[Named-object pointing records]
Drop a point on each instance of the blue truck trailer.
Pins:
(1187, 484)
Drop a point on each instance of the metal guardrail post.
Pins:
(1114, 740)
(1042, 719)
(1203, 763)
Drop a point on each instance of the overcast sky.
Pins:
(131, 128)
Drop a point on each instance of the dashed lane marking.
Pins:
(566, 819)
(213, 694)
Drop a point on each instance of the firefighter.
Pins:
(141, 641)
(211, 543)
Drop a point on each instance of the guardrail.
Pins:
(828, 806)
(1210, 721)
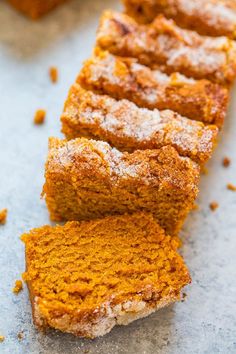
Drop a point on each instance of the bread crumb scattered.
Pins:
(39, 116)
(18, 286)
(231, 187)
(20, 335)
(3, 216)
(226, 162)
(214, 206)
(53, 73)
(184, 295)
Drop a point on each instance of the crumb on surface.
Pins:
(231, 187)
(3, 216)
(18, 286)
(184, 295)
(226, 162)
(204, 170)
(20, 335)
(213, 206)
(53, 73)
(39, 116)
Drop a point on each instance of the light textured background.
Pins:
(205, 322)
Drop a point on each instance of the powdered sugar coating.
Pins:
(126, 78)
(128, 127)
(163, 44)
(212, 17)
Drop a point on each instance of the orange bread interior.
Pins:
(77, 270)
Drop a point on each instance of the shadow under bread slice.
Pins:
(35, 8)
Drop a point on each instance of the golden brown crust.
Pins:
(35, 8)
(66, 267)
(211, 17)
(129, 128)
(125, 78)
(164, 45)
(86, 179)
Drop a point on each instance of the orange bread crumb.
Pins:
(231, 187)
(35, 8)
(214, 206)
(226, 162)
(86, 277)
(53, 73)
(128, 127)
(39, 117)
(3, 216)
(125, 78)
(164, 45)
(20, 336)
(211, 17)
(87, 179)
(18, 286)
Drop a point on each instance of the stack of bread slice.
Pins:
(140, 121)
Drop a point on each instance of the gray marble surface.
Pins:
(206, 321)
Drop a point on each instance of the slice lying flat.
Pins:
(86, 277)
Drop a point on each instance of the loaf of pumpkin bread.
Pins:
(128, 127)
(87, 179)
(211, 17)
(163, 45)
(120, 78)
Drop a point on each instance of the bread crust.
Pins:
(106, 317)
(213, 18)
(87, 179)
(35, 8)
(128, 128)
(125, 78)
(163, 45)
(157, 282)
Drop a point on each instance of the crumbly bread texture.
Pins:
(87, 179)
(35, 8)
(166, 46)
(86, 277)
(125, 78)
(128, 127)
(211, 17)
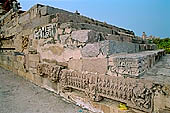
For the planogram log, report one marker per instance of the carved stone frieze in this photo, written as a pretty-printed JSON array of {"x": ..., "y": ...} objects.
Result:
[
  {"x": 49, "y": 71},
  {"x": 136, "y": 93}
]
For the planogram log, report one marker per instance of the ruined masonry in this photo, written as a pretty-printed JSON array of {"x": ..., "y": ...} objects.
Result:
[{"x": 70, "y": 54}]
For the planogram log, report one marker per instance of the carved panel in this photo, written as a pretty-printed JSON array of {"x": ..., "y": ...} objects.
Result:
[
  {"x": 49, "y": 71},
  {"x": 136, "y": 93}
]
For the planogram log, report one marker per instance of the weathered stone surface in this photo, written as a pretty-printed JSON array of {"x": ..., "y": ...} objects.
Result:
[
  {"x": 126, "y": 90},
  {"x": 110, "y": 47},
  {"x": 91, "y": 50},
  {"x": 98, "y": 65},
  {"x": 75, "y": 64},
  {"x": 84, "y": 36}
]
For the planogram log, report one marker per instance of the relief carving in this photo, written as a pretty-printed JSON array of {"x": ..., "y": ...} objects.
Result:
[
  {"x": 49, "y": 71},
  {"x": 136, "y": 93}
]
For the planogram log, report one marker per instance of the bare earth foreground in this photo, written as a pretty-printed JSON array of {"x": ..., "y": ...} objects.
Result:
[{"x": 20, "y": 96}]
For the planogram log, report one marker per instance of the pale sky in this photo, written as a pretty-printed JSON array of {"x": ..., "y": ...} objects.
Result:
[{"x": 150, "y": 16}]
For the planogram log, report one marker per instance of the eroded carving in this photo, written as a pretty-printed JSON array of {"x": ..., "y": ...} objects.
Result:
[
  {"x": 49, "y": 71},
  {"x": 136, "y": 93},
  {"x": 45, "y": 32}
]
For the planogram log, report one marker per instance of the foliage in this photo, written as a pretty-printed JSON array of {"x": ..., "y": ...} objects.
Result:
[{"x": 163, "y": 44}]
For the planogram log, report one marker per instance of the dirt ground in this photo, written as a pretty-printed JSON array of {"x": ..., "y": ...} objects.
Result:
[{"x": 20, "y": 96}]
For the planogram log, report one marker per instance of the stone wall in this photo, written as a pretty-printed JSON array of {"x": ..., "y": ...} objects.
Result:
[{"x": 70, "y": 51}]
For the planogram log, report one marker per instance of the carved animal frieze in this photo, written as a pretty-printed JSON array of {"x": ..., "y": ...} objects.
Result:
[
  {"x": 136, "y": 93},
  {"x": 49, "y": 71}
]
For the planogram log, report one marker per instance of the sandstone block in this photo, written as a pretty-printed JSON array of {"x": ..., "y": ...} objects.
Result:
[
  {"x": 84, "y": 36},
  {"x": 75, "y": 64},
  {"x": 98, "y": 65},
  {"x": 91, "y": 50},
  {"x": 34, "y": 57}
]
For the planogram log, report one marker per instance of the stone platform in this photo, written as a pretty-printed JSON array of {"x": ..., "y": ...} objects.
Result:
[{"x": 65, "y": 52}]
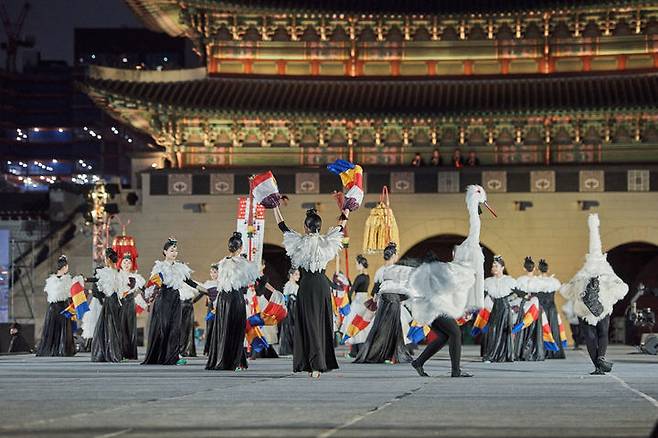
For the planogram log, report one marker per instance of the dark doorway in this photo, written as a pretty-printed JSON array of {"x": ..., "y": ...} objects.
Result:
[
  {"x": 635, "y": 263},
  {"x": 277, "y": 265}
]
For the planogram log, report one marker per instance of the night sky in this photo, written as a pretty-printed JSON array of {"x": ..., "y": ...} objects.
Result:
[{"x": 52, "y": 23}]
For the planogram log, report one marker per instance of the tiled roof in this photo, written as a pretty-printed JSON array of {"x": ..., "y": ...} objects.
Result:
[{"x": 393, "y": 96}]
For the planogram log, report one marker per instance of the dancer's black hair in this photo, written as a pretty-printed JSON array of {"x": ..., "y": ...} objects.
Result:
[
  {"x": 313, "y": 221},
  {"x": 112, "y": 255},
  {"x": 235, "y": 241},
  {"x": 390, "y": 250}
]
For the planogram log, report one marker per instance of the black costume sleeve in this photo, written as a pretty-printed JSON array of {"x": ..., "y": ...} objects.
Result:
[{"x": 100, "y": 296}]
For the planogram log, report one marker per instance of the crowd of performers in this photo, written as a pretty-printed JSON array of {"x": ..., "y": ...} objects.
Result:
[{"x": 410, "y": 302}]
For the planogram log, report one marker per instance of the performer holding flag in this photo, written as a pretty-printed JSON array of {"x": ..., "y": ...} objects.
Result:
[
  {"x": 163, "y": 288},
  {"x": 128, "y": 306},
  {"x": 57, "y": 333},
  {"x": 234, "y": 274}
]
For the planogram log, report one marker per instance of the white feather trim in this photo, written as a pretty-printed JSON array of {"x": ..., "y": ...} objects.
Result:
[
  {"x": 58, "y": 288},
  {"x": 440, "y": 288},
  {"x": 530, "y": 284},
  {"x": 90, "y": 318},
  {"x": 210, "y": 284},
  {"x": 110, "y": 281},
  {"x": 499, "y": 287},
  {"x": 173, "y": 274},
  {"x": 611, "y": 288},
  {"x": 395, "y": 280},
  {"x": 235, "y": 273},
  {"x": 290, "y": 288},
  {"x": 312, "y": 252}
]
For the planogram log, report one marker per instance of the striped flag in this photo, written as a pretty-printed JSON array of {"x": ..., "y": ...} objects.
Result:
[
  {"x": 359, "y": 322},
  {"x": 154, "y": 281},
  {"x": 351, "y": 176},
  {"x": 265, "y": 190},
  {"x": 79, "y": 298},
  {"x": 140, "y": 304},
  {"x": 549, "y": 341},
  {"x": 563, "y": 333},
  {"x": 481, "y": 324},
  {"x": 531, "y": 314}
]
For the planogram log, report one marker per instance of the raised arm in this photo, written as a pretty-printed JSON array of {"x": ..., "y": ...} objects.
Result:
[{"x": 279, "y": 220}]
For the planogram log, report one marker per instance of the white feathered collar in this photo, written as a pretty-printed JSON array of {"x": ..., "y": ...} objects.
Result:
[
  {"x": 110, "y": 281},
  {"x": 58, "y": 288},
  {"x": 234, "y": 273},
  {"x": 499, "y": 287},
  {"x": 290, "y": 288},
  {"x": 312, "y": 252},
  {"x": 210, "y": 284},
  {"x": 530, "y": 284},
  {"x": 173, "y": 274}
]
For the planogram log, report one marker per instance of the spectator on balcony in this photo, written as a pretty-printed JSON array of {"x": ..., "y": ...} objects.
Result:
[
  {"x": 472, "y": 159},
  {"x": 418, "y": 161},
  {"x": 458, "y": 159},
  {"x": 436, "y": 160}
]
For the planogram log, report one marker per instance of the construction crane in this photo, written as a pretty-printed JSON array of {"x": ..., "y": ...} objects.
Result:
[{"x": 13, "y": 31}]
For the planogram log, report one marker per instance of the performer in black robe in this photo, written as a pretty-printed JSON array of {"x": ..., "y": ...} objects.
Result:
[
  {"x": 386, "y": 340},
  {"x": 546, "y": 296},
  {"x": 127, "y": 311},
  {"x": 57, "y": 333},
  {"x": 529, "y": 343},
  {"x": 164, "y": 333},
  {"x": 287, "y": 326},
  {"x": 107, "y": 343},
  {"x": 497, "y": 345},
  {"x": 314, "y": 334},
  {"x": 17, "y": 343},
  {"x": 211, "y": 287},
  {"x": 188, "y": 296},
  {"x": 234, "y": 275}
]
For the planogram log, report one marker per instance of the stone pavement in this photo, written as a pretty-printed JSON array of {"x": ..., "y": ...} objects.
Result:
[{"x": 72, "y": 397}]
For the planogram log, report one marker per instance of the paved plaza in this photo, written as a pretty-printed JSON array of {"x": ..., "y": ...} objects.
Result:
[{"x": 72, "y": 397}]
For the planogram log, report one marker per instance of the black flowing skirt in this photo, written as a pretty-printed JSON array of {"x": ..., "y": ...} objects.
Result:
[
  {"x": 57, "y": 333},
  {"x": 129, "y": 327},
  {"x": 187, "y": 347},
  {"x": 498, "y": 345},
  {"x": 287, "y": 328},
  {"x": 385, "y": 340},
  {"x": 227, "y": 350},
  {"x": 313, "y": 346},
  {"x": 209, "y": 329},
  {"x": 547, "y": 301},
  {"x": 164, "y": 329},
  {"x": 529, "y": 342},
  {"x": 106, "y": 345}
]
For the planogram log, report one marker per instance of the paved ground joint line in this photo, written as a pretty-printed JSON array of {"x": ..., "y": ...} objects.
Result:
[
  {"x": 647, "y": 397},
  {"x": 358, "y": 418}
]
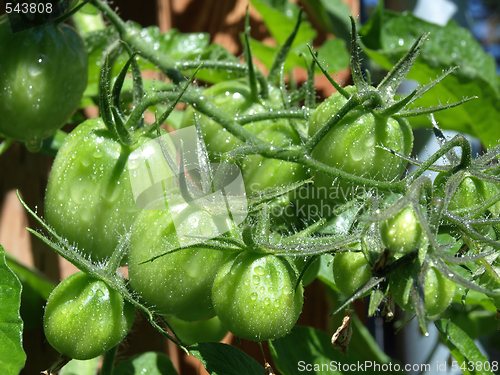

■ Given instruction
Filter the rows above, keeping every line that contains the string "guardrail". Copy each of those lines in full.

■ Written answer
Drop a point on each instance of the metal guardrail post.
Drop a point on each instance of the guardrail.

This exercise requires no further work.